- Texto de estudio:
___

Por Manuel Fernández-Cuesta, director-editor de Ediciones Península (EL PAÍS, 13/03/09):
Confiemos, por una vez, en las estadísticas. En nuestro país ha crecido, repiten los datos oficiales, la comunidad lectora. Esta afirmación, por sí sola, debería ser motivo de satisfacción tanto para la industria del libro, necesitada de ampliar su cuota de mercado, como para los diferentes poderes públicos, deseosos de contar, sin duda, con una ciudadanía atenta, sensible y consciente.
Las reiteradas campañas de fomento de la lectura pretenden que lo hagamos de manera alegre y gozosa, divertida y espontánea, dando por sentado que el hecho físico e intelectual de leer, con independencia de la calidad, es un valor esencial de la democracia, un nuevo activo ciudadano comparable a la igualdad o a la tolerancia ante la diversidad.
Las acciones gubernamentales de impulso del hábito son genéricas, transversales, y no especifican o promueven materias concretas, títulos o escritores. Lo contrario sería, en los regímenes democráticos, una violenta intromisión en la autonomía de la voluntad, un atentado a la libertad de pensamiento, elección y empresa. Lea, repite el ministerio correspondiente, lea. El contenido ya lo decidirá usted -si puede y le dejan- actuando con su fuerza de cliente responsable (sic) sobre la inmensa y apetitosa oferta editorial.
Extender la cultura, sin proponer una definición de la misma, al cuerpo social a través de los libros preside las intenciones de la Administración, intenciones secundadas, con natural empeño, por las compañías productoras. Sin embargo, la lectura moderna, el modo contemporáneo de aproximación a las obras, es asumida por una parte mayoritaria de la ciudadanía -impulsada por estas campañas y el recuperado prestigio de la letra impresa- como un intento de recreación de la imaginaria “vida interior” (perdida ante la permanente exposición pública del mundo del trabajo), recreación artificial que cubriría un espacio vacío dentro del dominio de la individualidad. En resumen, una alternativa más de ocio privado ofrecido por la insaciable sociedad del espectáculo.

___

- La tarea:
Reproduce tal cual el pasaje del texto de estudio que empieza en "Las reiteradas campañas" y sigue hasta "apetitosa oferta editorial.".

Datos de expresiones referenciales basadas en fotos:
___

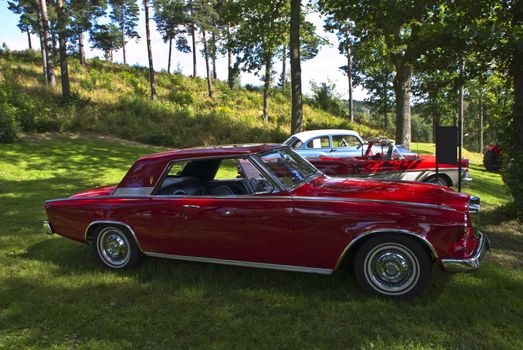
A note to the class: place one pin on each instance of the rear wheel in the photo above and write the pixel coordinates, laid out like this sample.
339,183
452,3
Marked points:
115,248
393,266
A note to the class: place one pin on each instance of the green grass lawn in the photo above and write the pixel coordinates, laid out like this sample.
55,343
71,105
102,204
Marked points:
54,295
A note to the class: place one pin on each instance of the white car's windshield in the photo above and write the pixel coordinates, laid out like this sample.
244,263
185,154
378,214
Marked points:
288,167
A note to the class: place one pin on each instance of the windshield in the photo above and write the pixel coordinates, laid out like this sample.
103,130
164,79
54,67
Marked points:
288,167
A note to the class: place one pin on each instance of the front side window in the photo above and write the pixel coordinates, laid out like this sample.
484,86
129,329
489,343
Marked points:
319,142
288,167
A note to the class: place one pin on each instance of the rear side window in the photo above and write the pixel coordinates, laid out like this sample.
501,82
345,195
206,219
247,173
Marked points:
345,141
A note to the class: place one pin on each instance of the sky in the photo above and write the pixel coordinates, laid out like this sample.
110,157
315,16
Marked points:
323,68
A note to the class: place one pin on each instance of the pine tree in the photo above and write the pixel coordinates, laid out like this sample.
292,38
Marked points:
125,14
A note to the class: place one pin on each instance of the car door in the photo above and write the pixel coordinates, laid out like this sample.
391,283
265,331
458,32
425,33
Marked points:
315,147
252,227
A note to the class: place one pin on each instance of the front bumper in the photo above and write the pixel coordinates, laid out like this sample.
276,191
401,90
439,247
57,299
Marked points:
472,263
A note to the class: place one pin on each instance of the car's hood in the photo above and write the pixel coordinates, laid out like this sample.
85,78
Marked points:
398,191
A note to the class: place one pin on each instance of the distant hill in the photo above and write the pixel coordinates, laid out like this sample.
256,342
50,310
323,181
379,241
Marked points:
112,99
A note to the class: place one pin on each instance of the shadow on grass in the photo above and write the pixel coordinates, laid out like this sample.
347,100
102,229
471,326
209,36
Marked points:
192,304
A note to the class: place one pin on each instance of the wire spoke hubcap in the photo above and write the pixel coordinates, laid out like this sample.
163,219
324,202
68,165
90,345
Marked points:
114,246
391,268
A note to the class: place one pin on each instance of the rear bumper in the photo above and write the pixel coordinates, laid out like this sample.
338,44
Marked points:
472,263
47,228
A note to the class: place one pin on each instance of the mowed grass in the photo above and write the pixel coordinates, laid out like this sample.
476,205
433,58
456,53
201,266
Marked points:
54,295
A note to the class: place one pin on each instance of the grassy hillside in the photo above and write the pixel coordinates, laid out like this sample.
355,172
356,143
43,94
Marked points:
112,99
53,294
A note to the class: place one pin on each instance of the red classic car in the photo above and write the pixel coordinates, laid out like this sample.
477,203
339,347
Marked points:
265,206
384,161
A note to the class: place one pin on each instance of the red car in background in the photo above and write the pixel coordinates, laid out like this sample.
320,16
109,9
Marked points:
384,161
265,206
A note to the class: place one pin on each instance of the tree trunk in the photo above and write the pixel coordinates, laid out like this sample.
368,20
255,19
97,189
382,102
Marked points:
230,74
53,41
516,71
81,49
193,35
266,88
51,79
122,27
283,79
64,69
149,50
297,103
461,109
349,70
44,57
481,145
385,106
402,91
207,67
214,71
29,38
435,119
41,37
170,53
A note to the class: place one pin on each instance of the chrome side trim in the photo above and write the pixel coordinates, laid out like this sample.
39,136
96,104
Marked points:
47,228
252,196
114,223
472,263
425,241
242,263
342,199
132,191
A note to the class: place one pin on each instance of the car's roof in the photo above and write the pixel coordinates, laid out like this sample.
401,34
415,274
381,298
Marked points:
210,151
307,135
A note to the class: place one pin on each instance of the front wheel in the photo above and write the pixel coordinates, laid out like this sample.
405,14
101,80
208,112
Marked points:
393,266
115,248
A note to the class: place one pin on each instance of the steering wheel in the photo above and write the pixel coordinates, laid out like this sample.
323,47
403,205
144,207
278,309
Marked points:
260,185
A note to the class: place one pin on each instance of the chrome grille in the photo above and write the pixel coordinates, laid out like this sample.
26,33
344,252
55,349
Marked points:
474,209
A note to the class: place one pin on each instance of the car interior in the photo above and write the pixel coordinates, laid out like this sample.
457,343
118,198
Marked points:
212,177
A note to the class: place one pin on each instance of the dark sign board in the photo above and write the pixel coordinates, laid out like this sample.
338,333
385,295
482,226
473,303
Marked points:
447,144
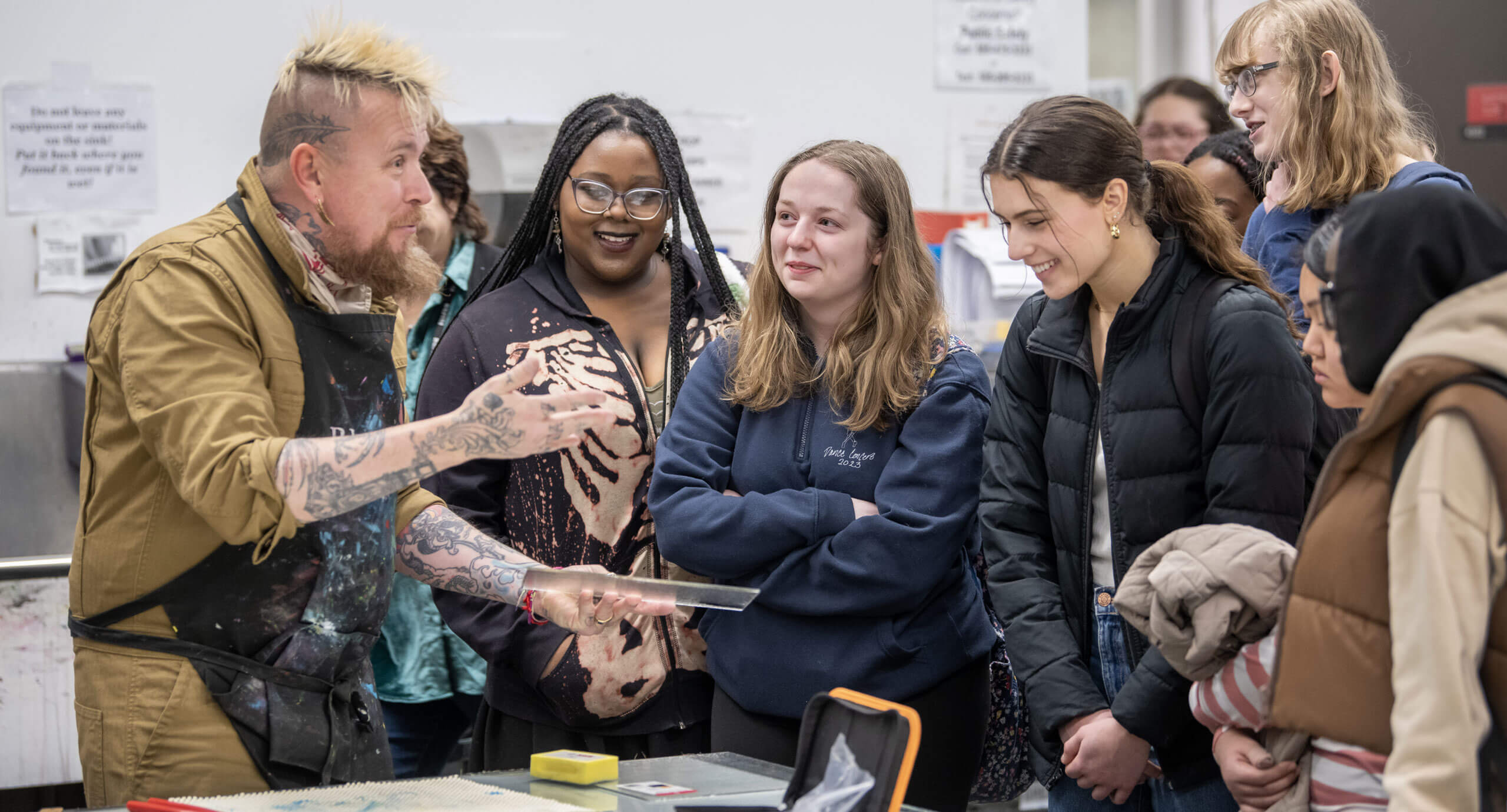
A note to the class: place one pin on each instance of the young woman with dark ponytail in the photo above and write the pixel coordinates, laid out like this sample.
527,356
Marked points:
1088,457
600,288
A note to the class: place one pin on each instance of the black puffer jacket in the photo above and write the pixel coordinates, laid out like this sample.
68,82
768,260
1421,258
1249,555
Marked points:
1245,464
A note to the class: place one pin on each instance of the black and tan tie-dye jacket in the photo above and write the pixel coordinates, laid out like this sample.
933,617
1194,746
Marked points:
582,505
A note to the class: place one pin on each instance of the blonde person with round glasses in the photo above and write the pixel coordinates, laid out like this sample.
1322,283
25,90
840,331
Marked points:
1177,114
1313,84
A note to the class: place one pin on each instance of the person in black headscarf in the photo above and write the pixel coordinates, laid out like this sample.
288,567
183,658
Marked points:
1406,526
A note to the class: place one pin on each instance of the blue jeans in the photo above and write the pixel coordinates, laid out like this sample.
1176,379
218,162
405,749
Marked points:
423,734
1110,666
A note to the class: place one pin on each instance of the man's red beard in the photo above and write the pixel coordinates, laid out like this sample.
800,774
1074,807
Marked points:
400,275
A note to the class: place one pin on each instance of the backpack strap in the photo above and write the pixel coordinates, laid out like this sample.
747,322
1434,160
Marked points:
1409,436
1492,757
1191,342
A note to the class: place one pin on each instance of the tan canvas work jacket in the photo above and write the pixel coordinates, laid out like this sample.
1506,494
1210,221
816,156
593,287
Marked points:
1336,673
195,386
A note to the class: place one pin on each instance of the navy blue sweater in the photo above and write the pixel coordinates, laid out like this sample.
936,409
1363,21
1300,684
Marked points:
882,604
1276,238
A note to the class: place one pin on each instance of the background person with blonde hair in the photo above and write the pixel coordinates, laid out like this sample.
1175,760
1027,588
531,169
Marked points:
248,482
828,452
429,680
1313,84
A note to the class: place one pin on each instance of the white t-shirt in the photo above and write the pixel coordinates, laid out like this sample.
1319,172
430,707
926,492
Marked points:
1101,547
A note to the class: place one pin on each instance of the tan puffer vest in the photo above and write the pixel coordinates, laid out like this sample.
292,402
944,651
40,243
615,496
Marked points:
1334,659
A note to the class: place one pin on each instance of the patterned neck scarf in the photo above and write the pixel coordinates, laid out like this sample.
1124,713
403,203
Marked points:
326,287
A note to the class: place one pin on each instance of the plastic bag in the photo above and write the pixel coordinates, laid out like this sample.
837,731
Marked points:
841,787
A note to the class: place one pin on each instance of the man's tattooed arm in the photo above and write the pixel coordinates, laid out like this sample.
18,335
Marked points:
324,477
445,552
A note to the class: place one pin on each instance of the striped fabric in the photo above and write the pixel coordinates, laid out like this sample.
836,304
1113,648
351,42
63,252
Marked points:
1345,778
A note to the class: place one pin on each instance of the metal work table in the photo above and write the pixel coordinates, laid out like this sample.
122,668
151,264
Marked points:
38,485
721,779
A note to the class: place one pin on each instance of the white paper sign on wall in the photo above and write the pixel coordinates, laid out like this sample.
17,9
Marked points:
73,145
989,46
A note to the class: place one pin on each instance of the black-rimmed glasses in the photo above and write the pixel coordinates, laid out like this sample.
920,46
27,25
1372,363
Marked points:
1245,80
1327,305
641,204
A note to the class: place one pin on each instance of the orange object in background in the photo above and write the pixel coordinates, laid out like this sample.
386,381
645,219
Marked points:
933,225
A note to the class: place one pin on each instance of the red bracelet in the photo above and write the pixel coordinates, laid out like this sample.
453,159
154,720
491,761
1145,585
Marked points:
528,606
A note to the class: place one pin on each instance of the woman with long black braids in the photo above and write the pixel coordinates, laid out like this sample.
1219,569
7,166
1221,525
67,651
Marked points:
588,285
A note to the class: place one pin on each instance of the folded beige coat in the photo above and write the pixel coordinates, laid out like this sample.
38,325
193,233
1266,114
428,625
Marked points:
1201,593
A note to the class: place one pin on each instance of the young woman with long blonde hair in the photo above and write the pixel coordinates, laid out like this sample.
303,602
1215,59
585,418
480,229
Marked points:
828,452
1313,82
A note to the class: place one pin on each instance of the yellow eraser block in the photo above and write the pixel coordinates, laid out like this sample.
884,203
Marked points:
573,766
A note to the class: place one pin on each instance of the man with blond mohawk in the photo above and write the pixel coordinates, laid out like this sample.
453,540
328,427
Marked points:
249,482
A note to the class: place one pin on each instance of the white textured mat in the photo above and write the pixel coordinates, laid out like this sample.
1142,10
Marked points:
448,794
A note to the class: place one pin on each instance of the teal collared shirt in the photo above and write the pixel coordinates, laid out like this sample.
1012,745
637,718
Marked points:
418,659
443,305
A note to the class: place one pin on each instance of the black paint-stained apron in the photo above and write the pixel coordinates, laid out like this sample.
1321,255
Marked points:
283,645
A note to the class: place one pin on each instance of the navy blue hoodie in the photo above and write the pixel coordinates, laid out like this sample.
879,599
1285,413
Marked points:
1276,238
884,604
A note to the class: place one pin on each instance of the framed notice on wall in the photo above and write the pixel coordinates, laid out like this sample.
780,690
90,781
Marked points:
74,145
989,46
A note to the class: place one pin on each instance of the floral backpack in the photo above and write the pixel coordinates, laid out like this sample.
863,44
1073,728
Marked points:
1004,772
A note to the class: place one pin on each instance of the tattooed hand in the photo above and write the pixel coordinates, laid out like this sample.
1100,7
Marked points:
324,477
584,615
445,552
501,424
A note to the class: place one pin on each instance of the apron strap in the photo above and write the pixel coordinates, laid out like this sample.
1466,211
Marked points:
195,651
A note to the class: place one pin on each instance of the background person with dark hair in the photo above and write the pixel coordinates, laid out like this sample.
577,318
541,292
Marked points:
598,284
429,680
1229,168
1177,114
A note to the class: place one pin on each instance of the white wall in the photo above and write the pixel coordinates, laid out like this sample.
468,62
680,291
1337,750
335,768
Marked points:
1182,36
801,71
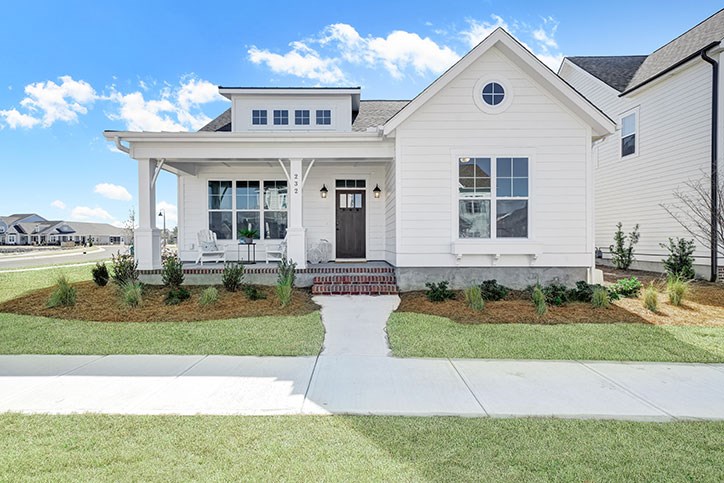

___

- Solución:
Las reiteradas campañas de fomento de la lectura pretenden que lo hagamos de manera alegre y gozosa, divertida y espontánea, dando por sentado que el hecho físico e intelectual de leer, con independencia de la calidad, es un valor esencial de la democracia, un nuevo activo ciudadano comparable a la igualdad o a la tolerancia ante la diversidad.
Las acciones gubernamentales de impulso del hábito son genéricas, transversales, y no especifican o promueven materias concretas, títulos o escritores. Lo contrario sería, en los regímenes democráticos, una violenta intromisión en la autonomía de la voluntad, un atentado a la libertad de pensamiento, elección y empresa. Lea, repite el ministerio correspondiente, lea. El contenido ya lo decidirá usted -si puede y le dejan- actuando con su fuerza de cliente responsable (sic) sobre la inmensa y apetitosa oferta editorial.